- **Problem description**:
Find every line of the records that has "weathered" and return it.
::: Listed records :::
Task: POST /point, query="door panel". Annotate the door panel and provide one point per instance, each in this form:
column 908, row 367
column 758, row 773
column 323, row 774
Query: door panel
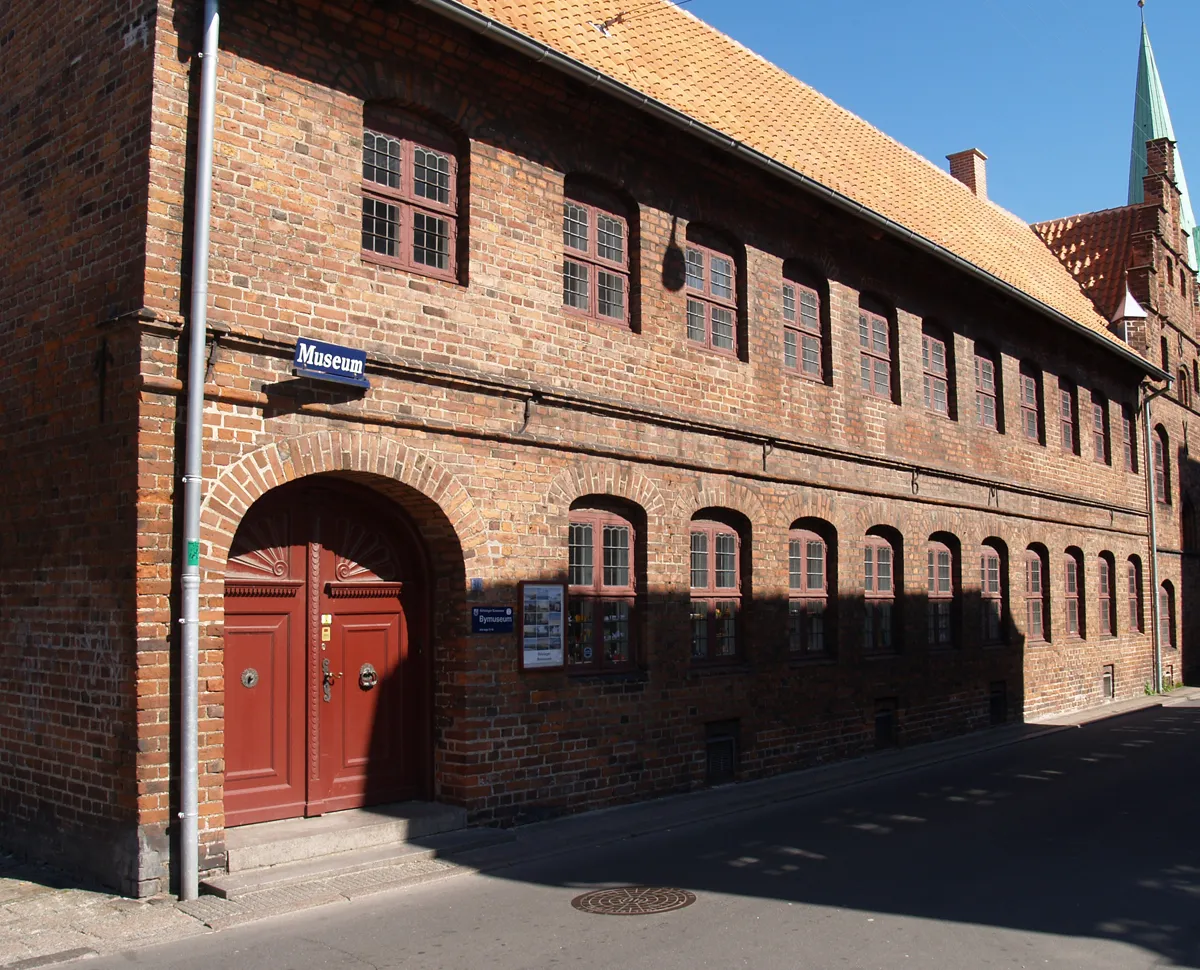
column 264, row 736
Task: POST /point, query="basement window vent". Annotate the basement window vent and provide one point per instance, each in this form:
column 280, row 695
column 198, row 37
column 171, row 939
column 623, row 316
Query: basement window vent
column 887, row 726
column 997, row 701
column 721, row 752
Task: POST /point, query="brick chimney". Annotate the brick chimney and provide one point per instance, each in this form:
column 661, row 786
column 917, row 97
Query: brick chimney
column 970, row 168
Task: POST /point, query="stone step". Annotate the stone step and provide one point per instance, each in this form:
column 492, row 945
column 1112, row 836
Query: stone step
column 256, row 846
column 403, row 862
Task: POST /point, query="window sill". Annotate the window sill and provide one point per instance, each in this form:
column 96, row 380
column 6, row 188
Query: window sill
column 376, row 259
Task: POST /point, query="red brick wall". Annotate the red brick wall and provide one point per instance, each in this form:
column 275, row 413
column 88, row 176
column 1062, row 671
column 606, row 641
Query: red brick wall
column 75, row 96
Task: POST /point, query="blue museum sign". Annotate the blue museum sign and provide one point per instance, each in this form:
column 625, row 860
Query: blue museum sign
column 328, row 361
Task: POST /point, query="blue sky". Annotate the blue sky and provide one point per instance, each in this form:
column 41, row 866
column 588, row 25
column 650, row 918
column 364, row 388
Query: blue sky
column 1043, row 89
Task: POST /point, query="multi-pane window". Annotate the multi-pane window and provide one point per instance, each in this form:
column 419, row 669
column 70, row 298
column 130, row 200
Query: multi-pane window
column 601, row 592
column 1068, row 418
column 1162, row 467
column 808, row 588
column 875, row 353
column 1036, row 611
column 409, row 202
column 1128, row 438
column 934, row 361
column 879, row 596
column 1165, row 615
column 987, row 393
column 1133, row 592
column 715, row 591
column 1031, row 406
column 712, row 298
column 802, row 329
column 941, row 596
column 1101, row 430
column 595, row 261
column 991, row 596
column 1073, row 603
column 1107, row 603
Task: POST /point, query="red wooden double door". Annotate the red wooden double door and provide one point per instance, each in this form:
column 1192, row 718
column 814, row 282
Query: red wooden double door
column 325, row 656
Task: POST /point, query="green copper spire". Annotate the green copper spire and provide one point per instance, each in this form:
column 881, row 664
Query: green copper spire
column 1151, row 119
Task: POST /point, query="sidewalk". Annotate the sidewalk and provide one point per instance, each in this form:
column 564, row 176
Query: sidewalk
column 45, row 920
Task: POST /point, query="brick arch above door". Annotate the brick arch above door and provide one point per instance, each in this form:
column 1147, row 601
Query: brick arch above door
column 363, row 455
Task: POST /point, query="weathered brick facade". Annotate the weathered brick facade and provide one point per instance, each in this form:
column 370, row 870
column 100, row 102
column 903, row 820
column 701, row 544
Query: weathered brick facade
:::
- **Response box**:
Task: POST /point, query="weathered brick facade". Annotate the weathered brick facade and provide one point per instance, each in this form:
Query: weathered brick facade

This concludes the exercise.